**EXERCISE REQUIREMENTS**:
Reproduce every entry below precisely. Pictures are excluded from the copy.

[Saved entries]

________________________

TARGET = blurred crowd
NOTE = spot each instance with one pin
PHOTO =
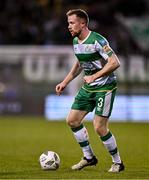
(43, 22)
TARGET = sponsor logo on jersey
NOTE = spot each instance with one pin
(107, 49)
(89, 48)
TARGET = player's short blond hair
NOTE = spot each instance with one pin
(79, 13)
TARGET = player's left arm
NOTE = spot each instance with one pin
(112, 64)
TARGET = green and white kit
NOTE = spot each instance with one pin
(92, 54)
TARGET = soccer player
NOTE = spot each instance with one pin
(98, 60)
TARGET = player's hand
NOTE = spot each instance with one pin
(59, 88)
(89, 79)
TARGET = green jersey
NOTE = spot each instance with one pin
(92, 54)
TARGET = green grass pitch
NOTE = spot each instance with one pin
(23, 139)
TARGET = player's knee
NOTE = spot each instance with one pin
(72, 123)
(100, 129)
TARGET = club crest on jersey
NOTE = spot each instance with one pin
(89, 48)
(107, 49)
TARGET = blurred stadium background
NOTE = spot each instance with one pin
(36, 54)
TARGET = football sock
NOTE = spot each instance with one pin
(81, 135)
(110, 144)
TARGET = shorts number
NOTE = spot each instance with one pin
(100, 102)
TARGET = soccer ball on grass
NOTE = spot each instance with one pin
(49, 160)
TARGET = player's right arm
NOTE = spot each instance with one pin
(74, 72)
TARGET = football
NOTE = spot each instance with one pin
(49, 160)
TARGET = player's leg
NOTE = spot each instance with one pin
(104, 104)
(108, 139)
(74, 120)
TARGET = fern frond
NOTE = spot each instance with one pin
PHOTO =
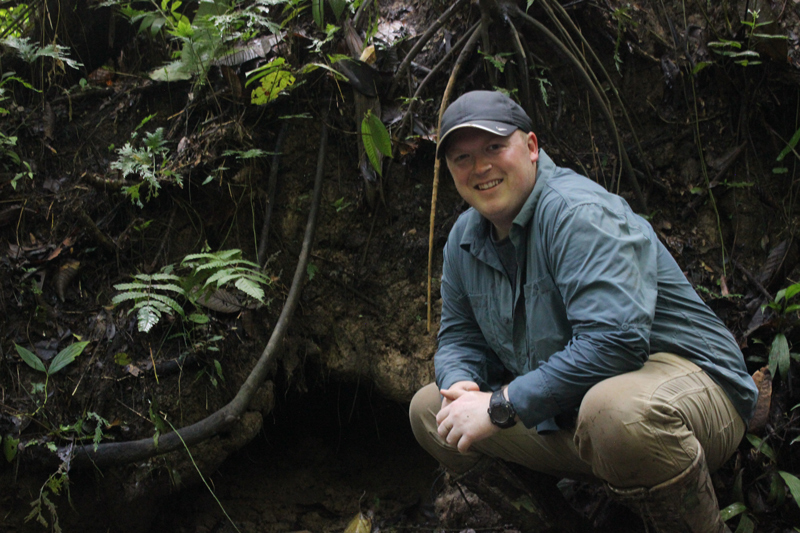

________________________

**TASK RESULT**:
TARGET = blurred crowd
NOTE = spot each instance with one pin
PHOTO =
(43, 22)
TARGET = sponsor logo on jersey
NOTE = spot each instance with one pin
(107, 49)
(89, 48)
TARGET = player's short blond hair
NOTE = spot each instance with one pin
(79, 13)
TARGET = player's left arm
NOTE = spot each instance with one pin
(112, 64)
TARGET = green and white kit
NOTE = spot each instance with one pin
(92, 54)
TARGET = soccer player
NOTE = spot each instance with one pin
(98, 60)
TARGET = player's hand
NOTE = spot each instance with one pin
(59, 88)
(89, 79)
TARGET = green jersey
NOTE = spot each instance with one pin
(92, 54)
TARGET = green grass pitch
NOTE = spot each instance with one pin
(23, 139)
TARGET = player's knee
NOTE = spot each instance with one pin
(72, 123)
(100, 129)
TARGET = club crest on jersey
NOTE = spot each instance with one pin
(89, 48)
(107, 49)
TARGET = blurred stadium background
NOTE = spot each instance with one pin
(36, 54)
TARGET = football sock
NOTE = spot each instance with one pin
(81, 135)
(110, 144)
TARGET = shorts number
NOTE = spot each instance with one pin
(100, 102)
TARGET = soccer ball on grass
NOTE = spot each instance with one pin
(49, 160)
TARGET = player's right arm
NOTE = spot each instance with one pin
(74, 72)
TARGET = football
NOTE = spot each instance with one pin
(49, 160)
TARGET = player's leg
NOTE = spot each instance with one pin
(104, 104)
(108, 139)
(74, 120)
TARGET = fern frond
NOTE = spot each instance with one pin
PHOTO =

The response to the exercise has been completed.